The problem
Rewrite every line of the material as a JSON list of strings, one string per line, and omit the blank lines. Leave out the pictures.

Input data
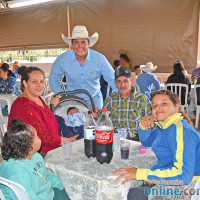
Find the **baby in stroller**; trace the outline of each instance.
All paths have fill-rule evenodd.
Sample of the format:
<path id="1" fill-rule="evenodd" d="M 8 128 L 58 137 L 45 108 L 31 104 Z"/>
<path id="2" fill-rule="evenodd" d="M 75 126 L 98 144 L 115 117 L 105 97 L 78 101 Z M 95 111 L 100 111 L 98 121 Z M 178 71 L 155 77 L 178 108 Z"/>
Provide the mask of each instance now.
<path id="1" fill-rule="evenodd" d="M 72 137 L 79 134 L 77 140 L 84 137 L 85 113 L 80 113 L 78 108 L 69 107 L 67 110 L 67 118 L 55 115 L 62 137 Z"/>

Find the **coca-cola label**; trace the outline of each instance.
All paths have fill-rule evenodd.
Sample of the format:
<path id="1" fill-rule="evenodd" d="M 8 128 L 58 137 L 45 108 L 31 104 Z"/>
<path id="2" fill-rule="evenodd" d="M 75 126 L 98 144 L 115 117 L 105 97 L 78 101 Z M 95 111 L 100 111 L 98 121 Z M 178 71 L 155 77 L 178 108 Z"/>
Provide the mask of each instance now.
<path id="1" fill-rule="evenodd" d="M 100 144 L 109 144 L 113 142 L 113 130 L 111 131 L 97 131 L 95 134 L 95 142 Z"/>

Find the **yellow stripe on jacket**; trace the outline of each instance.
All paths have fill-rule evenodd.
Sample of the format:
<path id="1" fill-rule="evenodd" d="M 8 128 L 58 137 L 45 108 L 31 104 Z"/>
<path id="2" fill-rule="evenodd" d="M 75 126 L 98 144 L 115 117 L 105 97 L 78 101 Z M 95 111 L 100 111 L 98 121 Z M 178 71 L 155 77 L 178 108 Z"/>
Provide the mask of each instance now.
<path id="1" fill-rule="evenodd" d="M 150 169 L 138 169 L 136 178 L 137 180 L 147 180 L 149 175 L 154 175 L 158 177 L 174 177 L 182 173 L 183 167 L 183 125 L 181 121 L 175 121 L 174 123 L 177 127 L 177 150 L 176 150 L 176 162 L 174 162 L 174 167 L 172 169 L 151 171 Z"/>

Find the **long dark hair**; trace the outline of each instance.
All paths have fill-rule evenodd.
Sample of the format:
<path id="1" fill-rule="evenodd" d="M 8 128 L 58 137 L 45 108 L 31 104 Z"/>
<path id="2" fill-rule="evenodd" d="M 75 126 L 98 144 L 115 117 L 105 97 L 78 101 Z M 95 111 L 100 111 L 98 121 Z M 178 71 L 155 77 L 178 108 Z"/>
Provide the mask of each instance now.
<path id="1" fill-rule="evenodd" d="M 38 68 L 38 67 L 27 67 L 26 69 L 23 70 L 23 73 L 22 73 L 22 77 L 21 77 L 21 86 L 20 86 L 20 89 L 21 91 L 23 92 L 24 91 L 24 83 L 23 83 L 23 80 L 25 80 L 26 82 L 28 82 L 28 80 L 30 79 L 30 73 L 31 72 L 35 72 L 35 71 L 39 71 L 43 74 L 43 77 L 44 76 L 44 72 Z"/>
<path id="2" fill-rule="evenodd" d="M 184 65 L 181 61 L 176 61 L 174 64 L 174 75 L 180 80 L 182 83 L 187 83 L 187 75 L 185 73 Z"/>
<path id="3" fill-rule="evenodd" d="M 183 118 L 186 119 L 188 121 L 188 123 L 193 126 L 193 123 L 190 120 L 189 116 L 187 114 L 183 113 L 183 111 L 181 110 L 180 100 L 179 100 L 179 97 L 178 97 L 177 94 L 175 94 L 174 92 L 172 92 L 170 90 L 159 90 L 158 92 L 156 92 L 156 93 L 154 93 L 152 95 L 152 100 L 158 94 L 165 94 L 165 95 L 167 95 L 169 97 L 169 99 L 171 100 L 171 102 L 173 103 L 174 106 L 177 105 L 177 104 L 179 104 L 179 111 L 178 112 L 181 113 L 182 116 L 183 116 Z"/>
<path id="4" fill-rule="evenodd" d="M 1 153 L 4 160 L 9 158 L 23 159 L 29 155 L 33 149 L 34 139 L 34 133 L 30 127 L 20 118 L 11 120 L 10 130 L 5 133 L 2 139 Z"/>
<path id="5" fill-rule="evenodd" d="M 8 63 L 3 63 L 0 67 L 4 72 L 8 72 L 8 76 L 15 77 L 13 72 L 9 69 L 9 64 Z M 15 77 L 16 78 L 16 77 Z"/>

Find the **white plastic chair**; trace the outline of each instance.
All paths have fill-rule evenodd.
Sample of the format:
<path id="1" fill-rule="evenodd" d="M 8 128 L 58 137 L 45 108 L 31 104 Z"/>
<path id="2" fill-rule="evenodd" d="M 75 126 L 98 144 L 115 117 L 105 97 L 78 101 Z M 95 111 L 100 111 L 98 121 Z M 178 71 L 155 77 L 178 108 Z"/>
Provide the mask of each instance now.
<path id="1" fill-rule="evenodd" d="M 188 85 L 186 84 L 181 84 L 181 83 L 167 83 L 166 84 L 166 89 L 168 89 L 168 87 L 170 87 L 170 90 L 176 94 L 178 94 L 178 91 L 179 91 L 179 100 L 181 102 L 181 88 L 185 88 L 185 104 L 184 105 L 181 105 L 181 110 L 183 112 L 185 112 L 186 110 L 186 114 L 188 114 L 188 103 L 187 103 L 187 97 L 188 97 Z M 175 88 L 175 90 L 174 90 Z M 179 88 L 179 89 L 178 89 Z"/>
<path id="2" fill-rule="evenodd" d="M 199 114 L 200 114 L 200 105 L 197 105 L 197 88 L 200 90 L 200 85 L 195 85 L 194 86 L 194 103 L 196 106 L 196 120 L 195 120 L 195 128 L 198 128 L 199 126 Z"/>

Complete response
[
  "Find the **baby in stroller**; trace the outline of each instance.",
  "All paths have fill-rule evenodd.",
  "Sample of the format:",
  "<path id=\"1\" fill-rule=\"evenodd\" d=\"M 8 128 L 58 137 L 45 108 L 31 104 Z\"/>",
  "<path id=\"2\" fill-rule=\"evenodd\" d=\"M 75 126 L 98 144 L 115 117 L 105 97 L 78 101 Z M 95 111 L 100 111 L 98 121 Z M 178 71 L 155 77 L 178 108 Z\"/>",
  "Provide the mask of each instance now.",
  "<path id=\"1\" fill-rule=\"evenodd\" d=\"M 72 137 L 79 134 L 77 140 L 84 137 L 85 113 L 80 113 L 78 108 L 69 107 L 67 110 L 67 118 L 55 115 L 62 137 Z\"/>",
  "Find the **coca-cola label**; trace the outline of each instance.",
  "All paths have fill-rule evenodd.",
  "Sample of the format:",
  "<path id=\"1\" fill-rule=\"evenodd\" d=\"M 8 128 L 58 137 L 45 108 L 31 104 Z\"/>",
  "<path id=\"2\" fill-rule=\"evenodd\" d=\"M 75 126 L 98 144 L 115 117 L 105 97 L 78 101 Z M 95 111 L 100 111 L 98 121 Z M 178 71 L 155 77 L 178 108 Z\"/>",
  "Provide the mask of each instance now.",
  "<path id=\"1\" fill-rule=\"evenodd\" d=\"M 100 144 L 109 144 L 113 142 L 113 130 L 111 131 L 97 131 L 95 134 L 95 142 Z\"/>",
  "Find the **yellow stripe on jacket**; trace the outline of each instance.",
  "All paths have fill-rule evenodd.",
  "Sample of the format:",
  "<path id=\"1\" fill-rule=\"evenodd\" d=\"M 8 128 L 58 137 L 45 108 L 31 104 Z\"/>",
  "<path id=\"2\" fill-rule=\"evenodd\" d=\"M 75 126 L 98 144 L 115 117 L 105 97 L 78 101 Z M 95 111 L 100 111 L 98 121 Z M 178 71 L 155 77 L 178 108 Z\"/>",
  "Provide the mask of each instance now.",
  "<path id=\"1\" fill-rule=\"evenodd\" d=\"M 150 169 L 138 169 L 136 178 L 137 180 L 147 180 L 149 175 L 154 175 L 158 177 L 174 177 L 182 173 L 183 167 L 183 125 L 181 121 L 175 121 L 174 123 L 177 127 L 177 150 L 176 150 L 176 162 L 174 162 L 174 167 L 172 169 L 151 171 Z\"/>",
  "Find the **long dark hair**; trace the outline of each instance.",
  "All paths have fill-rule evenodd.",
  "Sample of the format:",
  "<path id=\"1\" fill-rule=\"evenodd\" d=\"M 8 128 L 58 137 L 45 108 L 31 104 Z\"/>",
  "<path id=\"2\" fill-rule=\"evenodd\" d=\"M 75 126 L 98 144 L 115 117 L 105 97 L 78 101 Z M 95 111 L 100 111 L 98 121 Z M 178 71 L 155 77 L 178 108 Z\"/>",
  "Provide the mask of each instance now.",
  "<path id=\"1\" fill-rule=\"evenodd\" d=\"M 38 68 L 38 67 L 27 67 L 26 69 L 23 70 L 23 73 L 22 73 L 22 77 L 21 77 L 21 86 L 20 86 L 20 89 L 21 91 L 23 92 L 24 91 L 24 83 L 23 83 L 23 80 L 25 80 L 26 82 L 28 82 L 28 80 L 30 79 L 30 73 L 31 72 L 35 72 L 35 71 L 39 71 L 43 74 L 43 77 L 44 76 L 44 72 Z\"/>",
  "<path id=\"2\" fill-rule=\"evenodd\" d=\"M 184 65 L 181 61 L 176 61 L 174 64 L 174 75 L 180 80 L 182 83 L 187 83 L 187 75 L 185 73 Z\"/>",
  "<path id=\"3\" fill-rule=\"evenodd\" d=\"M 183 118 L 186 119 L 188 121 L 188 123 L 193 126 L 193 123 L 190 120 L 189 116 L 187 114 L 183 113 L 183 111 L 181 110 L 180 100 L 179 100 L 179 97 L 178 97 L 177 94 L 175 94 L 174 92 L 172 92 L 170 90 L 159 90 L 158 92 L 156 92 L 156 93 L 154 93 L 152 95 L 152 100 L 158 94 L 165 94 L 165 95 L 167 95 L 169 97 L 169 99 L 171 100 L 171 102 L 173 103 L 174 106 L 177 105 L 177 104 L 179 104 L 179 111 L 178 112 L 181 113 L 182 116 L 183 116 Z\"/>",
  "<path id=\"4\" fill-rule=\"evenodd\" d=\"M 1 153 L 4 160 L 9 158 L 23 159 L 29 155 L 33 149 L 34 139 L 34 133 L 30 127 L 20 118 L 11 120 L 10 130 L 5 133 L 2 139 Z\"/>",
  "<path id=\"5\" fill-rule=\"evenodd\" d=\"M 8 63 L 3 63 L 0 67 L 4 72 L 8 72 L 8 76 L 15 77 L 13 72 L 9 69 L 9 64 Z M 15 77 L 16 78 L 16 77 Z\"/>",
  "Find the **white plastic chair**; trace the outline of each instance.",
  "All paths have fill-rule evenodd.",
  "Sample of the format:",
  "<path id=\"1\" fill-rule=\"evenodd\" d=\"M 8 128 L 58 137 L 45 108 L 31 104 Z\"/>",
  "<path id=\"2\" fill-rule=\"evenodd\" d=\"M 75 126 L 98 144 L 115 117 L 105 97 L 78 101 Z M 95 111 L 100 111 L 98 121 Z M 178 71 L 155 77 L 178 108 Z\"/>",
  "Provide the mask of each instance now.",
  "<path id=\"1\" fill-rule=\"evenodd\" d=\"M 188 85 L 186 84 L 181 84 L 181 83 L 167 83 L 166 84 L 166 89 L 168 89 L 168 87 L 170 87 L 170 90 L 176 94 L 178 94 L 178 91 L 179 91 L 179 100 L 181 102 L 181 88 L 185 88 L 185 104 L 184 105 L 181 105 L 181 110 L 183 112 L 185 112 L 186 110 L 186 114 L 188 114 L 188 103 L 187 103 L 187 97 L 188 97 Z M 175 88 L 175 90 L 174 90 Z M 179 88 L 179 89 L 178 89 Z\"/>",
  "<path id=\"2\" fill-rule=\"evenodd\" d=\"M 199 114 L 200 114 L 200 105 L 197 105 L 197 88 L 200 90 L 200 85 L 195 85 L 194 86 L 194 103 L 196 106 L 196 120 L 195 120 L 195 128 L 198 128 L 199 126 Z\"/>"
]